[[ Exercise materials, beginning ]]

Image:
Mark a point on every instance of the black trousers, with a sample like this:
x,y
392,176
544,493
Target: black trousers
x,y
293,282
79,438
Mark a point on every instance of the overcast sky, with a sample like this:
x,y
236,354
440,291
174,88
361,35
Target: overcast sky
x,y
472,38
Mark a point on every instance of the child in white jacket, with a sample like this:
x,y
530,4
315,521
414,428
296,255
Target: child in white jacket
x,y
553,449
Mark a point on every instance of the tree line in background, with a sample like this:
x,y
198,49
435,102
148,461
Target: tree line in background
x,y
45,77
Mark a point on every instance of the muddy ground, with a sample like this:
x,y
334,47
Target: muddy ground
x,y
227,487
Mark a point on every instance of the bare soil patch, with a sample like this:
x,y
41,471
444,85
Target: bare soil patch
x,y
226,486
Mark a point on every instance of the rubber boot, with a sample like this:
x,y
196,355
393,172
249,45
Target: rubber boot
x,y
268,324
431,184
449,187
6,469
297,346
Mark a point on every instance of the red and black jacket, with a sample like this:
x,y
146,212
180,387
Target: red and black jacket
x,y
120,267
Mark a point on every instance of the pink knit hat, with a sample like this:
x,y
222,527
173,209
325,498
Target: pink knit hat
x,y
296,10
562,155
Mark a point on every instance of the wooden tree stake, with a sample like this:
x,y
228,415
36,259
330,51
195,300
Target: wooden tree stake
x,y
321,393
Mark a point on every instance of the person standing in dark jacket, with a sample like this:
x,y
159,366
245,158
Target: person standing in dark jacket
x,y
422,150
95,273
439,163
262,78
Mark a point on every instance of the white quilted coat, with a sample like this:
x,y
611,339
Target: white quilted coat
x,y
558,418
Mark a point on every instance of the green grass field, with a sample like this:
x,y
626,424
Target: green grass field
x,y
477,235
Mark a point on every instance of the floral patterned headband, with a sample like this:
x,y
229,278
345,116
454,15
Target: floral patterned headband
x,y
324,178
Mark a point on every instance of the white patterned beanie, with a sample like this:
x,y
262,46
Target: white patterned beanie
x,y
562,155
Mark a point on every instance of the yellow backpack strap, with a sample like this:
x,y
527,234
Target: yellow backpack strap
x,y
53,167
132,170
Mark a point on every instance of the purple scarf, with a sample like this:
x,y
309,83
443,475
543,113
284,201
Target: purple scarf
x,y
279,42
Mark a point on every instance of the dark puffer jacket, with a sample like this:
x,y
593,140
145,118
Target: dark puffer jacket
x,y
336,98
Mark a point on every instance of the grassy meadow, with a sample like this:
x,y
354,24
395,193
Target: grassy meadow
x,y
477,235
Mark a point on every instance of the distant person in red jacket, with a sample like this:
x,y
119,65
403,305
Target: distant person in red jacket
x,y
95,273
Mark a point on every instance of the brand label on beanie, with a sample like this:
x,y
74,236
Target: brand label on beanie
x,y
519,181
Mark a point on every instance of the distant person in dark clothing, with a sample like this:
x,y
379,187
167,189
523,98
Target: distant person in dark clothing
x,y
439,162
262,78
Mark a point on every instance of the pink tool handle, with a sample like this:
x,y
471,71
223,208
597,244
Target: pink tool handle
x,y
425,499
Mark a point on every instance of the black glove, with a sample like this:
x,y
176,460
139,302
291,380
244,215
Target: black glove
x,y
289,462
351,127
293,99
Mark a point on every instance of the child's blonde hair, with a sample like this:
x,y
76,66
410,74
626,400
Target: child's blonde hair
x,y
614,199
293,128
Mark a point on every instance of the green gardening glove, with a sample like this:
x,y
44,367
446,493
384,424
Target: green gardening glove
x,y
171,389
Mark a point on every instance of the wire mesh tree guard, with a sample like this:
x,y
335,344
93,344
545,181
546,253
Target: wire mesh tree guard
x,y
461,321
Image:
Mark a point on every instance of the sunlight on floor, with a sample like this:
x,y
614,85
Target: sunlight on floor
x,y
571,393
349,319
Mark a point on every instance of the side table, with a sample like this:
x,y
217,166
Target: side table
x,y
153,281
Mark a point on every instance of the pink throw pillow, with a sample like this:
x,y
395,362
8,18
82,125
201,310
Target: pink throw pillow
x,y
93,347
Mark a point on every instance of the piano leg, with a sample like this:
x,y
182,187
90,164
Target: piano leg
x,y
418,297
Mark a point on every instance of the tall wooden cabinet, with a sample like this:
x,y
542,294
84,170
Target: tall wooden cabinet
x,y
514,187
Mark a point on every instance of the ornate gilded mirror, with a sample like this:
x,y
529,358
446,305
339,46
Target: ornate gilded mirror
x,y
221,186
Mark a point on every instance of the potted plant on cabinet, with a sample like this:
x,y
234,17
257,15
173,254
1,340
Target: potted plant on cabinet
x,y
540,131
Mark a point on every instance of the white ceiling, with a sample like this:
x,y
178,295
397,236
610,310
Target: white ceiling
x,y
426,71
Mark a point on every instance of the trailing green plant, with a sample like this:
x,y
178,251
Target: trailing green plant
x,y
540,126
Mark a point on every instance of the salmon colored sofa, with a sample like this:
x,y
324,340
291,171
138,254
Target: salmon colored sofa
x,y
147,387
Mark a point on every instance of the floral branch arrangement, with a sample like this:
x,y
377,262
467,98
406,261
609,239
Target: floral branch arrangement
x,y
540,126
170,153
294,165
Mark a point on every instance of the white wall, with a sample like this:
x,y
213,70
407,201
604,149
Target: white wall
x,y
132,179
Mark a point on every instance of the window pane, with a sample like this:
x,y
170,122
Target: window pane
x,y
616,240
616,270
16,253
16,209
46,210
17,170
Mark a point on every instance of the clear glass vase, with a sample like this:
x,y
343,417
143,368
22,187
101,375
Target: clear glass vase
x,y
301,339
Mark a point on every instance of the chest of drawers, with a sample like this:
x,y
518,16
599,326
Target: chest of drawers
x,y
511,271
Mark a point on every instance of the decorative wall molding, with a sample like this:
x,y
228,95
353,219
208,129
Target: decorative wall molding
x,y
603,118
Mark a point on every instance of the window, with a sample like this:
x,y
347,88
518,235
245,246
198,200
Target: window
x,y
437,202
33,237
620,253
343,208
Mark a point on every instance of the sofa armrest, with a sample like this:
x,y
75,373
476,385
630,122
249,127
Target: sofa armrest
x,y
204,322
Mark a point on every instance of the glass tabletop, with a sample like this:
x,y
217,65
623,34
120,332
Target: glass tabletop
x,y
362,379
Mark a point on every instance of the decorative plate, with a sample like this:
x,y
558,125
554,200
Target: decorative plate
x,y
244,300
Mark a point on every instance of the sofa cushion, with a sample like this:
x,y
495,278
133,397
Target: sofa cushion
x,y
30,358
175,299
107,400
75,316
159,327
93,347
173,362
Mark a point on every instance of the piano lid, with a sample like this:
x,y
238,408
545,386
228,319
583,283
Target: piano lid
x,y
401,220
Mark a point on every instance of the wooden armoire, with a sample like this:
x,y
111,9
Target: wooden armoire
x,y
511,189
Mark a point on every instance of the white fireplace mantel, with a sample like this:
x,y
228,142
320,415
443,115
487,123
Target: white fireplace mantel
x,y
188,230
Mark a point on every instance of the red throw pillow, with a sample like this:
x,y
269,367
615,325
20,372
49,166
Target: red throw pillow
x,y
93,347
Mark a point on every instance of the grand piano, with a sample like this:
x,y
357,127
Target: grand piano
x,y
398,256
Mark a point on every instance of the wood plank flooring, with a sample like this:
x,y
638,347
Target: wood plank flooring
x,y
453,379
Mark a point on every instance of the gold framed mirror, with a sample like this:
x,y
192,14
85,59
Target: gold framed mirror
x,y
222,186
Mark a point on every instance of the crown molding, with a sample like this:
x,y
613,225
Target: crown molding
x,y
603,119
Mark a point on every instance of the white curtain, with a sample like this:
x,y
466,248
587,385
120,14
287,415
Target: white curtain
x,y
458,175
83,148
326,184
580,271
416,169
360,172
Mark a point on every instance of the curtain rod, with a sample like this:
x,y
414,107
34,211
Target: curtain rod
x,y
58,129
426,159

[[ Exercise materials, end ]]

**The problem**
Nothing but the lines from the one containing "Target: crown molding" through the final line of the data above is to be reproduced, each exactly as written.

**Reply**
Target: crown molding
x,y
603,119
Mark a point on every instance of the white curtain, with a sample like this:
x,y
466,248
587,385
120,14
287,415
Target: white curtain
x,y
458,175
83,148
326,184
580,271
416,169
360,172
Mark a point on every instance of the curtain rod, with a sample like this:
x,y
414,107
34,211
Target: curtain rod
x,y
58,129
426,159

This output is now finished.